## Start Record set
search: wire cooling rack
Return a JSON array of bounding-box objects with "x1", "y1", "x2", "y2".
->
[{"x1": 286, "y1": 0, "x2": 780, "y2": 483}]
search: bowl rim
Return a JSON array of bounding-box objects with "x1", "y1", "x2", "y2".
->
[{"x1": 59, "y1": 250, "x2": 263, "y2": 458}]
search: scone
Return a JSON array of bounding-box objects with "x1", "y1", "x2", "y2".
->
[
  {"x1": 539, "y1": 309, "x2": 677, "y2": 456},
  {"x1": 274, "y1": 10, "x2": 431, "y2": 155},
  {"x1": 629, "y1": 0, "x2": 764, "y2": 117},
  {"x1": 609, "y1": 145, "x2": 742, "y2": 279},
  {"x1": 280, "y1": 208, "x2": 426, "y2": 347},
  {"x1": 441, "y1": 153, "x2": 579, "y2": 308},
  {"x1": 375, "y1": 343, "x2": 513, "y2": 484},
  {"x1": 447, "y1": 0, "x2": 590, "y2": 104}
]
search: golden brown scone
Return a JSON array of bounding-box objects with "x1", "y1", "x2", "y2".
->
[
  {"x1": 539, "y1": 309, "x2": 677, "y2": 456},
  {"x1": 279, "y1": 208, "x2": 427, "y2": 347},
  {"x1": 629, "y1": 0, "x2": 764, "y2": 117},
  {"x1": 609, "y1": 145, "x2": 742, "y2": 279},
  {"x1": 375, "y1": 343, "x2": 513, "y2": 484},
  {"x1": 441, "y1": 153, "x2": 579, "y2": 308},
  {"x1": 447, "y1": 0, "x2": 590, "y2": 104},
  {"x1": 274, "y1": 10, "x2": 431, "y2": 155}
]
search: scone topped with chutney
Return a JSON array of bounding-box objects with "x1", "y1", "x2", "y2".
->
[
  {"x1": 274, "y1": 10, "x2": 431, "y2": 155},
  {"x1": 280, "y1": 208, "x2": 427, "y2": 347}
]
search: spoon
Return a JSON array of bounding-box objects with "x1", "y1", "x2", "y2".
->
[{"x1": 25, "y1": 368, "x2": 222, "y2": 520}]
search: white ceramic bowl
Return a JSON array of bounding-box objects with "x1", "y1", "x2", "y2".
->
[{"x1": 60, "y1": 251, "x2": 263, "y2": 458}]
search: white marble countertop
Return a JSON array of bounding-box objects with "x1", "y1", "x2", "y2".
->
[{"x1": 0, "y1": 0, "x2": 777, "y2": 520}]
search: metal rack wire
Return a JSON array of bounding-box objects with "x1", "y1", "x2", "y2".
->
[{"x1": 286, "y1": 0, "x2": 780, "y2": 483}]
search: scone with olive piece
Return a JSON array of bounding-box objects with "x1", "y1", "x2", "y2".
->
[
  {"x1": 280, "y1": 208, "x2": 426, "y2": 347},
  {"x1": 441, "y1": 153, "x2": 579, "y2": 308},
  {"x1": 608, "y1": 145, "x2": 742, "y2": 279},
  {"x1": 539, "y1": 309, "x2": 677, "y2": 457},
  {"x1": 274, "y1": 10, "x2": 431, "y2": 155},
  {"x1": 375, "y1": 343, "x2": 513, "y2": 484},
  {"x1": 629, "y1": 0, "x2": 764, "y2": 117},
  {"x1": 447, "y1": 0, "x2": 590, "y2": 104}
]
## End Record set
Output every row shown above, copying each line without any change.

Task output:
search: wire cooling rack
Return a JSON array of bounding-box objects with "x1", "y1", "x2", "y2".
->
[{"x1": 286, "y1": 0, "x2": 780, "y2": 483}]
search: bowl rim
Return a JSON array of bounding-box objects with "x1", "y1", "x2", "y2".
->
[{"x1": 59, "y1": 250, "x2": 263, "y2": 458}]
search: scone
Return a JSON array of bounding-box objects with "x1", "y1", "x2", "y2".
->
[
  {"x1": 539, "y1": 309, "x2": 677, "y2": 456},
  {"x1": 274, "y1": 10, "x2": 431, "y2": 155},
  {"x1": 629, "y1": 0, "x2": 764, "y2": 117},
  {"x1": 609, "y1": 145, "x2": 742, "y2": 279},
  {"x1": 280, "y1": 208, "x2": 426, "y2": 347},
  {"x1": 441, "y1": 153, "x2": 579, "y2": 308},
  {"x1": 375, "y1": 343, "x2": 513, "y2": 484},
  {"x1": 447, "y1": 0, "x2": 590, "y2": 104}
]
search: golden brown scone
Return a JSON array of bounding-box objects with "x1", "y1", "x2", "y2".
->
[
  {"x1": 539, "y1": 309, "x2": 677, "y2": 456},
  {"x1": 279, "y1": 208, "x2": 427, "y2": 347},
  {"x1": 629, "y1": 0, "x2": 764, "y2": 117},
  {"x1": 609, "y1": 145, "x2": 742, "y2": 279},
  {"x1": 375, "y1": 343, "x2": 513, "y2": 484},
  {"x1": 441, "y1": 153, "x2": 579, "y2": 308},
  {"x1": 447, "y1": 0, "x2": 590, "y2": 104},
  {"x1": 274, "y1": 10, "x2": 431, "y2": 155}
]
search: scone topped with chutney
Return a JSON array of bounding-box objects with "x1", "y1", "x2", "y2".
->
[
  {"x1": 274, "y1": 10, "x2": 431, "y2": 155},
  {"x1": 280, "y1": 208, "x2": 427, "y2": 347}
]
search: spoon
Return a JSON array of bounding-box objects with "x1", "y1", "x2", "y2".
->
[{"x1": 25, "y1": 368, "x2": 222, "y2": 520}]
search: white ceramic bowl
Return a JSON array of bounding-box objects with "x1", "y1", "x2", "y2".
->
[{"x1": 60, "y1": 251, "x2": 263, "y2": 458}]
search: white marble countertop
Return a JSON array of bounding-box objects with "x1", "y1", "x2", "y2".
->
[{"x1": 0, "y1": 0, "x2": 777, "y2": 520}]
search: metal rack wire
Return a JSON array of bounding-box objects with "x1", "y1", "x2", "y2".
->
[{"x1": 286, "y1": 0, "x2": 780, "y2": 483}]
search: scone with olive piece
Return a JSON array of bounding-box objects with "x1", "y1", "x2", "y2".
->
[
  {"x1": 280, "y1": 208, "x2": 426, "y2": 347},
  {"x1": 441, "y1": 153, "x2": 579, "y2": 308},
  {"x1": 608, "y1": 145, "x2": 742, "y2": 279},
  {"x1": 539, "y1": 309, "x2": 677, "y2": 457},
  {"x1": 274, "y1": 10, "x2": 431, "y2": 155},
  {"x1": 375, "y1": 343, "x2": 513, "y2": 484},
  {"x1": 629, "y1": 0, "x2": 764, "y2": 117},
  {"x1": 447, "y1": 0, "x2": 590, "y2": 104}
]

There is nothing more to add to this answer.